> [RECORDS SUPPLIED]:

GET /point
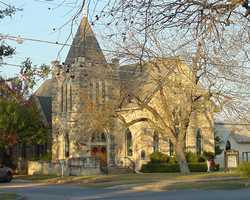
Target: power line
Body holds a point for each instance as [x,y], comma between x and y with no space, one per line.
[20,40]
[120,79]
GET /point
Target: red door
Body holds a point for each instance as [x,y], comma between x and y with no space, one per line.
[101,154]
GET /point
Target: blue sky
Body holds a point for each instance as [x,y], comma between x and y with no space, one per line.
[37,20]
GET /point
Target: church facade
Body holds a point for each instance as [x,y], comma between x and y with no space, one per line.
[87,82]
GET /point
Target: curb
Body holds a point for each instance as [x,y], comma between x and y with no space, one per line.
[21,198]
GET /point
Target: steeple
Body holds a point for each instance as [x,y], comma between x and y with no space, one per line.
[85,9]
[85,43]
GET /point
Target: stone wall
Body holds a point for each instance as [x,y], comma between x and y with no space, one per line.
[85,167]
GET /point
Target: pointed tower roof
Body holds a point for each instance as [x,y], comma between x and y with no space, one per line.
[85,45]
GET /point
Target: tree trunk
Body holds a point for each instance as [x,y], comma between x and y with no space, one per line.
[181,158]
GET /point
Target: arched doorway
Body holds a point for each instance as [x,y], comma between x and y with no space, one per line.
[99,148]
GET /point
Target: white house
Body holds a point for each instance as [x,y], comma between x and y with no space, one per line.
[233,136]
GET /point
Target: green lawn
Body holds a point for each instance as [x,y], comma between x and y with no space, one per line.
[166,181]
[8,196]
[212,185]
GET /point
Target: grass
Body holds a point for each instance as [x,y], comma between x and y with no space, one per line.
[210,185]
[164,180]
[8,196]
[152,178]
[36,177]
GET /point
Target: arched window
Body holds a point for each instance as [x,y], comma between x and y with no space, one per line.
[98,137]
[171,148]
[129,145]
[66,145]
[156,142]
[228,145]
[198,141]
[143,155]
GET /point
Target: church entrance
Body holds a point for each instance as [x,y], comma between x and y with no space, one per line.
[99,149]
[100,152]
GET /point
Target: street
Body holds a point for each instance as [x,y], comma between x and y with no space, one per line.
[74,192]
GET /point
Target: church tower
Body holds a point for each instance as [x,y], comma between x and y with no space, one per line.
[83,80]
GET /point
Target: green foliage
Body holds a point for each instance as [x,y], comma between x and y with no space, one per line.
[197,167]
[244,169]
[30,73]
[8,11]
[208,155]
[158,157]
[201,159]
[172,160]
[20,123]
[218,142]
[171,168]
[6,50]
[191,157]
[153,167]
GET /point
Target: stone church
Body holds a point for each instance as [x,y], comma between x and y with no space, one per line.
[86,80]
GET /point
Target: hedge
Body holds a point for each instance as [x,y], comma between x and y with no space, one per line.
[152,167]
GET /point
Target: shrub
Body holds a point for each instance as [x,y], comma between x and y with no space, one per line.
[216,167]
[191,157]
[172,160]
[153,167]
[208,155]
[244,169]
[158,157]
[201,159]
[197,167]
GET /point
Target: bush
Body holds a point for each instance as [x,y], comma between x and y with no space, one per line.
[158,157]
[191,157]
[201,159]
[197,167]
[172,160]
[216,167]
[153,167]
[194,158]
[244,169]
[208,155]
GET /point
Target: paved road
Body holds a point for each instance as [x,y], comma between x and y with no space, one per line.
[71,192]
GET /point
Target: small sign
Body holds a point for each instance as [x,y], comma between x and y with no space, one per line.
[231,159]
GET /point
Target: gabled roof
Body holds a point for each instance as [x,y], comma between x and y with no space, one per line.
[45,89]
[43,100]
[85,45]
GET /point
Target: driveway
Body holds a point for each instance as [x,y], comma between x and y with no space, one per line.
[74,192]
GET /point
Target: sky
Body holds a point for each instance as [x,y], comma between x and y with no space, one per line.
[39,19]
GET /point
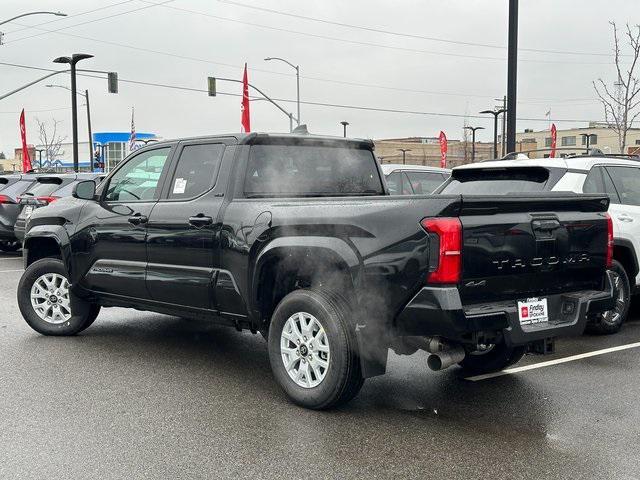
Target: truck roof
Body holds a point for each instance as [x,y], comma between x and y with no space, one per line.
[583,163]
[261,138]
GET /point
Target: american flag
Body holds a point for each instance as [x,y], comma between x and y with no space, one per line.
[132,137]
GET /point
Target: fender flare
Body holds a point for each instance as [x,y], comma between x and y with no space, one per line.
[284,246]
[58,234]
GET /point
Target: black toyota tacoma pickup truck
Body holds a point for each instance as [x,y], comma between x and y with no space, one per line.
[296,237]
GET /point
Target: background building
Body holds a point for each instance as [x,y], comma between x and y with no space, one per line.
[426,151]
[602,137]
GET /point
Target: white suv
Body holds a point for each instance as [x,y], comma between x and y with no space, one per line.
[617,176]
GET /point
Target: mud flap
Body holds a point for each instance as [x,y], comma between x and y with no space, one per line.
[373,349]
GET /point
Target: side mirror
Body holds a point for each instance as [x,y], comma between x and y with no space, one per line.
[85,190]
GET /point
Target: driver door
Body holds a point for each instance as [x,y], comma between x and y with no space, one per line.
[114,229]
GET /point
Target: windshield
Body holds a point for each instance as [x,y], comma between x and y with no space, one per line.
[297,170]
[496,181]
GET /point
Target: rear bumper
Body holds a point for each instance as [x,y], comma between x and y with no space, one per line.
[438,311]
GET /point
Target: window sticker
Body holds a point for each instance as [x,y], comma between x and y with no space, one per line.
[179,186]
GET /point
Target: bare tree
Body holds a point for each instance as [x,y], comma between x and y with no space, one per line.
[620,104]
[50,140]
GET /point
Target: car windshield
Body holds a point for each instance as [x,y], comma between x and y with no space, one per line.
[496,181]
[297,170]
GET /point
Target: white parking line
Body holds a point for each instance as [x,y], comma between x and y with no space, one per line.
[550,363]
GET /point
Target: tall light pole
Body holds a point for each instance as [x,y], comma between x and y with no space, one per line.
[473,141]
[404,152]
[344,128]
[57,14]
[587,136]
[297,69]
[512,75]
[72,61]
[86,98]
[496,114]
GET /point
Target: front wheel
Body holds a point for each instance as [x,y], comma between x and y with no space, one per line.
[312,349]
[611,321]
[492,358]
[47,304]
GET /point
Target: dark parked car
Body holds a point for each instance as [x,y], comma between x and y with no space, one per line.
[296,237]
[45,190]
[413,179]
[11,187]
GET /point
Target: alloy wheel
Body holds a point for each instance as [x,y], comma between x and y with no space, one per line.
[305,351]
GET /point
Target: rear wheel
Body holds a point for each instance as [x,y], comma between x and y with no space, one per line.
[312,350]
[492,358]
[47,304]
[611,321]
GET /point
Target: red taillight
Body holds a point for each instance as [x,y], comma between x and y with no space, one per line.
[609,241]
[449,231]
[46,200]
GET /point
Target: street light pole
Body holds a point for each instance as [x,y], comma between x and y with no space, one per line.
[473,141]
[496,114]
[344,128]
[297,69]
[512,75]
[404,151]
[72,61]
[586,136]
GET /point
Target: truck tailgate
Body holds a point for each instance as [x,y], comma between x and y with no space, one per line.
[528,246]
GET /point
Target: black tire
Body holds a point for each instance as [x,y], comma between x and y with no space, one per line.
[611,321]
[10,246]
[343,378]
[499,357]
[83,314]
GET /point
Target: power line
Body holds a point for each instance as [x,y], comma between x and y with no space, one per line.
[403,34]
[79,14]
[46,31]
[311,103]
[369,44]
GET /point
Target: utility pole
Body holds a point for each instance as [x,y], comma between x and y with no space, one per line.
[473,141]
[512,76]
[495,114]
[72,61]
[404,152]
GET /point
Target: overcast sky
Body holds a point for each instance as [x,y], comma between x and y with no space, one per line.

> [WHAT IS EXPECTED]: Transcribe the material exactly, leaving every picture out.

> [ANSWER TO THE EXERCISE]:
GET /point
Target: power line
Body holds a point for each instance as [x,y], comma between x and y with no space, one per line.
[20,40]
[120,79]
GET /point
Target: red door
Body holds a point for each instance as [x,y], comma between x and y with no space, one per line.
[101,154]
GET /point
Target: blue sky
Body holds a point for each instance as [x,y], comma between x and y with no space, one per line.
[37,20]
GET /point
Target: church facade
Body holds a point for each instance as [x,y], comma between x and y with no space, one per line.
[87,82]
GET /point
Target: curb
Body holds a point for each instance as [x,y], comma between x and y with no space, one per line.
[21,198]
GET /point
Target: steeple
Body holds a point for each instance as [x,y], comma between x and y with no space, one per line.
[85,9]
[85,43]
GET /point
Target: stone wall
Body holds a point for each instance as [x,y], comma between x and y with no space, one per line.
[85,167]
GET /point
Target: pointed tower roof
Body holds a point for each instance as [x,y], comma between x and y with no space, one per line.
[85,45]
GET /point
Target: tree trunk
Body holds a point for each instance as [x,y], comma between x and y with no space, one per line.
[181,158]
GET /point
Target: arched doorway
Body holds a point for each instance as [x,y], comma between x and y with no space, one per line.
[99,148]
GET /point
Target: white house
Body holds a point for each instance as [x,y], comma between x and y with no space, one per line.
[233,136]
GET /point
Target: green lawn
Body holds a point for each instance as [x,y], comma between x and y with no space, one per line.
[166,181]
[8,196]
[212,185]
GET /point
Target: grass
Body holds a point for each instance as [x,y], comma between x and y with no space, one per line.
[210,185]
[164,180]
[8,196]
[152,178]
[36,177]
GET /point
Target: arched window
Body holds a point for each instance as [x,y], comma between x and y with no space, one per line.
[98,137]
[171,148]
[129,145]
[66,145]
[156,142]
[228,145]
[198,141]
[143,155]
GET /point
Target: church entrance
Body holds a point for each instance as [x,y], comma between x and y with no space, one per line.
[99,149]
[100,152]
GET /point
Target: street
Body holds a point for each instance as [x,y], comma between x and y with no space, one per line.
[74,192]
GET /point
Target: church tower
Body holds a point for each instance as [x,y], comma between x and y with no space, one per line.
[83,80]
GET /point
Target: green foliage
Body holds a point for each instance as [x,y], comma between x and y with no space, one per line.
[197,167]
[244,169]
[30,73]
[8,11]
[208,155]
[158,157]
[201,159]
[172,160]
[20,123]
[218,142]
[171,168]
[6,50]
[191,157]
[153,167]
GET /point
Target: stone church
Body holds a point for each instance as [x,y], comma between x and y with no space, one per line.
[86,80]
GET /point
Target: hedge
Body holds a point for each instance as [x,y], comma between x and y with no space, one per line.
[152,167]
GET /point
Target: shrub
Body holds a point for each instance as [x,y], comma between x and y with no space, one per line.
[216,167]
[191,157]
[172,160]
[153,167]
[208,155]
[244,169]
[158,157]
[201,159]
[197,167]
GET /point
Target: bush
Body holds a point for each instance as [x,y], comma between x and y with no space, one per line.
[158,157]
[191,157]
[201,159]
[197,167]
[172,160]
[216,167]
[153,167]
[194,158]
[244,169]
[208,155]
GET /point
Target: paved road
Body holds a point for each instance as [x,y], comma between x and y with no space, one per line.
[71,192]
GET /point
Target: small sign
Body holds a point for each instance as [x,y], comma between x and y with no space, one per line.
[231,159]
GET /point
Target: gabled roof
Body holds a point for each instance as [x,y], comma between x and y with no space, one per line.
[45,89]
[43,100]
[85,45]
GET /point
Target: driveway
Body holds a point for each instance as [x,y], comma between x and y with no space, one per line.
[74,192]
GET /point
Target: sky
Body holds a point for each instance as [x,y], comma between x and y with no space, one per line.
[39,19]
GET /point
Target: truck roof
Body holds a point for each instance as [x,y], comma between x and y with no space, one per line.
[583,163]
[261,138]
GET /point
Target: american flag
Body holds a point for each instance as [x,y], comma between x and y with no space, one per line.
[132,137]
GET /point
Target: fender flare
Body holds a point for each instance as [x,y], comma between x and y with no space, one per line.
[284,246]
[58,234]
GET /point
Target: black toyota tacoma pickup truck
Body holds a point for each instance as [x,y], comma between x and y with no space, one per line.
[296,237]
GET /point
Target: background building
Body holds a point for each instance as [x,y], comma between x and y with no space, one per line.
[426,151]
[602,137]
GET /point
Target: white suv
Body holds a point for each instance as [x,y], comma between x and y with no space, one per line.
[617,176]
GET /point
Target: mud flap
Body holds a point for each instance as [x,y], comma between x and y with no space, one per line.
[373,349]
GET /point
Target: side mirror
Body holds a point for each instance as [x,y], comma between x and y with no space, one per line.
[85,190]
GET /point
Target: driver door
Body holds a point for each instance as [x,y], comma between x and y with no space, one per line.
[114,229]
GET /point
Target: windshield
Body holds a point for each instance as [x,y], comma between x and y with no space, one per line.
[297,170]
[496,181]
GET /point
Target: rear bumper
Body holds a point for each instance as [x,y], comma between x and y with no space, one per line.
[438,311]
GET /point
Target: window sticker
Body holds a point for each instance as [x,y], comma between x and y with no space, one per line.
[179,186]
GET /point
Target: bare tree
Body holds a point for each instance as [x,y], comma between x and y with no space, one per line.
[620,104]
[50,140]
GET /point
Target: car windshield
Body holds a point for each instance as [x,y], comma between x and y with no space, one per line.
[496,181]
[297,170]
GET /point
Target: white parking line
Body holds a point for each instance as [x,y], comma between x and y with no space, one per line.
[550,363]
GET /point
Target: tall light pole
Body holds a point for each instance as [x,y], comma between x and y with no space, one per line.
[473,141]
[404,152]
[344,128]
[57,14]
[587,136]
[297,69]
[512,75]
[72,61]
[86,98]
[496,114]
GET /point
Target: front wheel
Body holds a point for each instance as [x,y], comma between x and y with no space, one per line.
[312,349]
[611,321]
[492,358]
[47,304]
GET /point
Target: dark parked car
Body holds a point for each instance as [x,y], comma between x and y with no space, one per line.
[296,237]
[45,190]
[413,179]
[11,187]
GET /point
Target: alloy wheel
Body holds a point for each instance as [x,y], comma between x and y with no space, one per line.
[305,351]
GET /point
Target: rear wheel
Body holds a point for each instance as [x,y], comma between x and y with no space, one per line.
[312,350]
[492,358]
[47,304]
[611,321]
GET /point
Target: red taillight
Body holds a point for each instance as [x,y], comma between x and y with no space, one per line.
[609,241]
[449,231]
[46,200]
GET /point
Target: street light pole
Body holds a point for each instance as [x,y], comma between x and y with no space, one per line.
[473,141]
[496,114]
[344,128]
[297,69]
[512,75]
[404,151]
[72,61]
[586,136]
GET /point
Target: truck tailgate
Body holds a point for each instance as [x,y], comma between x and y with no space, one per line.
[528,246]
GET /point
Target: black tire
Body holds a point for each instance as [x,y], comma between x and y with no space, one per line.
[611,321]
[10,246]
[343,378]
[499,357]
[83,314]
GET /point
Target: power line
Body holds a point for each instance as [x,y], comma between x and y with no space, one per line.
[403,34]
[79,14]
[46,31]
[311,103]
[369,44]
GET /point
Target: utility pole
Body holds a point for each instance as [x,y], comma between x and y with no space, one per line.
[473,141]
[512,76]
[495,114]
[72,61]
[404,152]
GET /point
Target: overcast sky
Body holds a point for each instance as [x,y], comma between x and y with no space, one per line.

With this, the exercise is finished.